Requirement ▸ Give an exact transcription of every line, dropping the images.

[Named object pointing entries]
--- START ---

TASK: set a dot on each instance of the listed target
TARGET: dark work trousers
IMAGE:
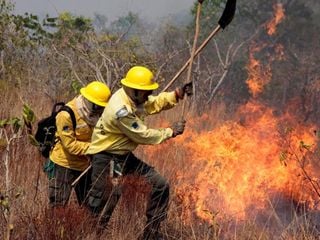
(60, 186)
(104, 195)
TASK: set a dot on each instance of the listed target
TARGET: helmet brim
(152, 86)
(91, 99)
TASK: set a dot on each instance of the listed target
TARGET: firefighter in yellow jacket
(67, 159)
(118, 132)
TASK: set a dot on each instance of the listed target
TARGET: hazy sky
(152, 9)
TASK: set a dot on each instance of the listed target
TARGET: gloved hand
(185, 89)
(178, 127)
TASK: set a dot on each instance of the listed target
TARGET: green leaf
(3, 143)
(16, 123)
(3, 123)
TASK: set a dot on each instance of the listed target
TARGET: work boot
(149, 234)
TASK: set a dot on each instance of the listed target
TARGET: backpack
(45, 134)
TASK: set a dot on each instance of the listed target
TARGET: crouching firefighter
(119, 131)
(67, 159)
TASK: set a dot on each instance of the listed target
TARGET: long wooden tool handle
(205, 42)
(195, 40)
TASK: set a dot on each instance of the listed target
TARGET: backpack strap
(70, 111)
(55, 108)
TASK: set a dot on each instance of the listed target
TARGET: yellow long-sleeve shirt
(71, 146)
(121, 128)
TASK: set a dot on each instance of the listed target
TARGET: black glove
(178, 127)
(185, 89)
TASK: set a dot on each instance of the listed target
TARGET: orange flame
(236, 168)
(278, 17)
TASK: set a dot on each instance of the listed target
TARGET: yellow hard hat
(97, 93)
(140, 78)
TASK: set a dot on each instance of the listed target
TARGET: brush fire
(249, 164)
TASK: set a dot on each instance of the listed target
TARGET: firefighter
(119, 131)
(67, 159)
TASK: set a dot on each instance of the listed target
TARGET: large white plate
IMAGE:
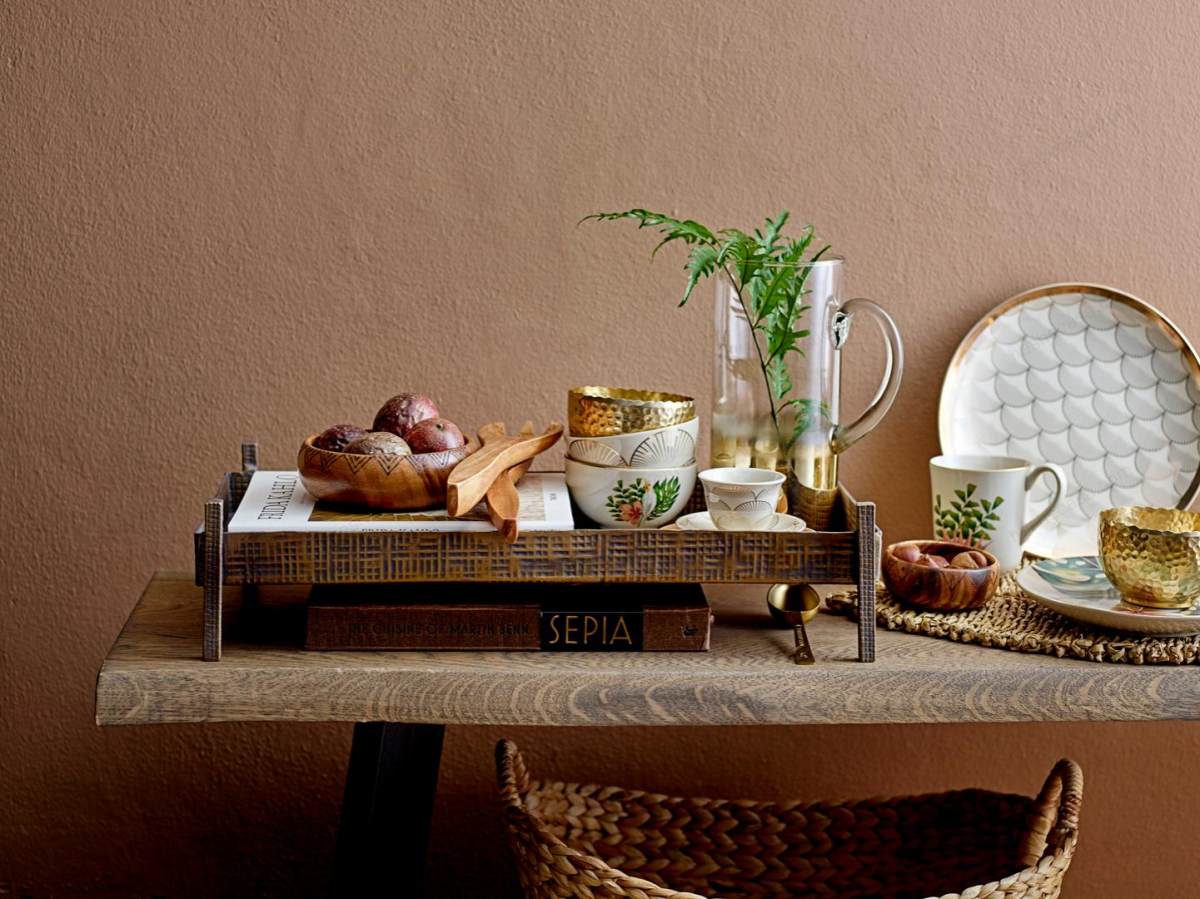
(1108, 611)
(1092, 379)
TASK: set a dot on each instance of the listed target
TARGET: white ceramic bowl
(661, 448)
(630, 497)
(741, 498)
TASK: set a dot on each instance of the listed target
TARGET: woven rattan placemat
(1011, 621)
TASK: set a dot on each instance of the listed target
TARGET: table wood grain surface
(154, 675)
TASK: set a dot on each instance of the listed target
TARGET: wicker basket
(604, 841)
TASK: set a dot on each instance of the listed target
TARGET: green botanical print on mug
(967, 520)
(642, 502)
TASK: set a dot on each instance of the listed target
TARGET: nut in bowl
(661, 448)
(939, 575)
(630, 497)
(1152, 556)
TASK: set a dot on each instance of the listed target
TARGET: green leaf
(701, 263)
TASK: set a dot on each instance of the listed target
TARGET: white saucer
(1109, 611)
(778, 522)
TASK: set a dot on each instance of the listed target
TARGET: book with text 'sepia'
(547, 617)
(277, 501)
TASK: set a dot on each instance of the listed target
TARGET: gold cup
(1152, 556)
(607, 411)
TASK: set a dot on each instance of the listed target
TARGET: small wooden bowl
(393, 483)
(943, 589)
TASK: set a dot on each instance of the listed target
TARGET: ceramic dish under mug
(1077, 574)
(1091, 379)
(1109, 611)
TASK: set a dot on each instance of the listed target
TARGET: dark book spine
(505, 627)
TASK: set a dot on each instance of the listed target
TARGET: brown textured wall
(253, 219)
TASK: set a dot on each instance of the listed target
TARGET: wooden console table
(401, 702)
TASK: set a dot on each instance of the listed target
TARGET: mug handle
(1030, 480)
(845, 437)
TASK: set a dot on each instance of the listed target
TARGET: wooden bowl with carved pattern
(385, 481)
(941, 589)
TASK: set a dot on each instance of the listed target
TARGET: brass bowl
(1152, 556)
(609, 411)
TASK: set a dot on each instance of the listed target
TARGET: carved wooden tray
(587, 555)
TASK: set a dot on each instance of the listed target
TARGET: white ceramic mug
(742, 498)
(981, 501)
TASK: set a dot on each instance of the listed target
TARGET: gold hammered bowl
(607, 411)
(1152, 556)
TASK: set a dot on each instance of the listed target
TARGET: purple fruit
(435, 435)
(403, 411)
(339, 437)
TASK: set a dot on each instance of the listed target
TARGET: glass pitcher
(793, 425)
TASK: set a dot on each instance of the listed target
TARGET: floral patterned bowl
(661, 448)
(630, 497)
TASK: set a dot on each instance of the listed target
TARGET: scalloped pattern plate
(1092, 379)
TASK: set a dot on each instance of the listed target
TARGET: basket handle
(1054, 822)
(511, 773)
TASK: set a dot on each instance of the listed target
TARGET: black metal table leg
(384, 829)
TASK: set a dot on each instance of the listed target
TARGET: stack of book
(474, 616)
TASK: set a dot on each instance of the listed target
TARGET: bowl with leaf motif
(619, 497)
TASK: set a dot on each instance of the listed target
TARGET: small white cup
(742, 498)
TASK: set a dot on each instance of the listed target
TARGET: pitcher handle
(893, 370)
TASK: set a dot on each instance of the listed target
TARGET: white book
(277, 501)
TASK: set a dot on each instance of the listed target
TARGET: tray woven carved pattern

--- END ---

Correct output ▸
TASK: set a dot on each instance of the listed target
TARGET: dark work trousers
IMAGE:
(60, 186)
(104, 195)
TASK: set a dot on each instance of the listed target
TARGET: helmet brim
(152, 86)
(91, 99)
TASK: set a dot on each instance of the listed target
TARGET: firefighter in yellow jacket
(67, 159)
(118, 132)
TASK: set a dot on each instance of the listed target
TARGET: hazy sky
(152, 9)
TASK: set a dot on each instance of the listed target
TARGET: gloved hand
(185, 89)
(178, 127)
TASK: set a dot on each instance of the listed target
TARGET: green leaf
(3, 143)
(16, 123)
(3, 123)
TASK: set a dot on each instance of the listed target
TARGET: work boot
(149, 234)
TASK: set a dot on each instance of the listed target
TARGET: backpack
(45, 134)
TASK: set a dot on each instance of the listed target
TARGET: crouching firefighter
(119, 131)
(67, 159)
TASK: set a dot on each instance of the listed target
TARGET: long wooden tool handle
(205, 42)
(195, 40)
TASK: set a dot on each instance of the listed target
TARGET: backpack strap
(70, 111)
(55, 108)
TASK: set a dot on each instance of the listed target
TARGET: yellow long-sleeve shirt
(71, 146)
(121, 128)
TASK: set a dot on each instance of the listed target
TARGET: black glove
(178, 127)
(185, 89)
TASK: set a dot on each instance of the listed target
TARGET: orange flame
(236, 168)
(278, 17)
TASK: set a dot on each instance of the listed target
TARGET: yellow hard hat
(97, 93)
(140, 78)
TASK: set a dot on each instance of the listed target
TARGET: brush fire
(249, 164)
TASK: set a dot on each instance of the listed target
TARGET: firefighter
(119, 131)
(67, 159)
TASK: set a dot on each instance of the listed target
TARGET: large white plate
IMAGE:
(1108, 611)
(1092, 379)
TASK: set a dot on each instance of the listed target
TARGET: white ceramic bowl
(661, 448)
(630, 497)
(741, 498)
TASK: set a dot on each instance of the listed target
TARGET: woven rattan placemat
(1011, 621)
TASK: set a dot on each instance of the listed target
TARGET: table wood grain surface
(154, 675)
TASK: set a dot on each instance of the listed target
TARGET: wicker basket
(604, 841)
TASK: set a dot on each instance of the listed target
TARGET: green botanical print on mug
(967, 520)
(642, 502)
TASK: set a dot on each instance of the listed target
TARGET: nut in bowl
(661, 448)
(939, 575)
(630, 497)
(1152, 556)
TASK: set a dot on each instance of the listed target
TARGET: green leaf
(701, 263)
TASK: set a dot on each instance of the listed target
TARGET: white saucer
(1109, 611)
(778, 522)
TASK: set a dot on each instance of the listed target
TARGET: book with text 'sepia'
(547, 617)
(277, 501)
TASK: set a dot on each instance of the listed target
TARGET: gold cup
(1152, 556)
(607, 411)
TASK: set a dot on each instance of the listed target
TARGET: small wooden bowl
(393, 483)
(943, 589)
TASK: set a dot on each instance of the listed target
TARGET: ceramic dish under mug
(1077, 574)
(1091, 379)
(1109, 611)
TASK: set a dot on each instance of the listed target
TARGET: dark book spine
(505, 627)
TASK: set a dot on each instance of the listed target
TARGET: brown textured wall
(253, 219)
TASK: set a dot on each instance of the listed target
TARGET: wooden console table
(401, 702)
TASK: set a dot on each instance of the listed target
TARGET: mug handle
(1030, 480)
(845, 437)
TASK: set a dot on each instance of the listed target
TARGET: wooden bowl with carved pattern
(385, 481)
(941, 589)
TASK: set a dot on each instance of the listed target
TARGET: brass bowl
(1152, 556)
(609, 411)
TASK: set a dot on each instance of the listed target
TARGET: carved wooden tray
(587, 555)
TASK: set a dot on each instance of the listed target
TARGET: white ceramic mug
(742, 498)
(981, 501)
TASK: set a dot on each instance of the listed target
TARGET: gold hammered bowl
(607, 411)
(1152, 556)
TASK: set a dot on each instance of the listed target
TARGET: purple fruit
(435, 435)
(403, 411)
(339, 437)
TASK: set a dot on each instance of the listed target
TARGET: glass pitcher
(793, 425)
TASK: set a dot on each instance of the listed target
TARGET: floral patterned bowl
(661, 448)
(630, 497)
TASK: set a dot on each instance of the listed target
TARGET: scalloped pattern plate
(1092, 379)
TASK: set a dot on each instance of the listed target
TARGET: basket handle
(1054, 822)
(511, 773)
TASK: set a dot on each instance of the listed target
TARGET: black metal table leg
(384, 829)
TASK: set a dot on each instance of the listed target
TARGET: stack of book
(474, 616)
TASK: set a dot on each instance of the listed target
TARGET: bowl with leaf motif
(619, 497)
TASK: set a dot on each instance of the listed target
TARGET: small white cup
(742, 498)
TASK: set a dot on each instance of the listed target
TARGET: pitcher handle
(893, 370)
TASK: set a dot on each instance of the listed target
TARGET: white book
(277, 501)
TASK: set a dot on each instance of the listed target
TARGET: tray woven carved pattern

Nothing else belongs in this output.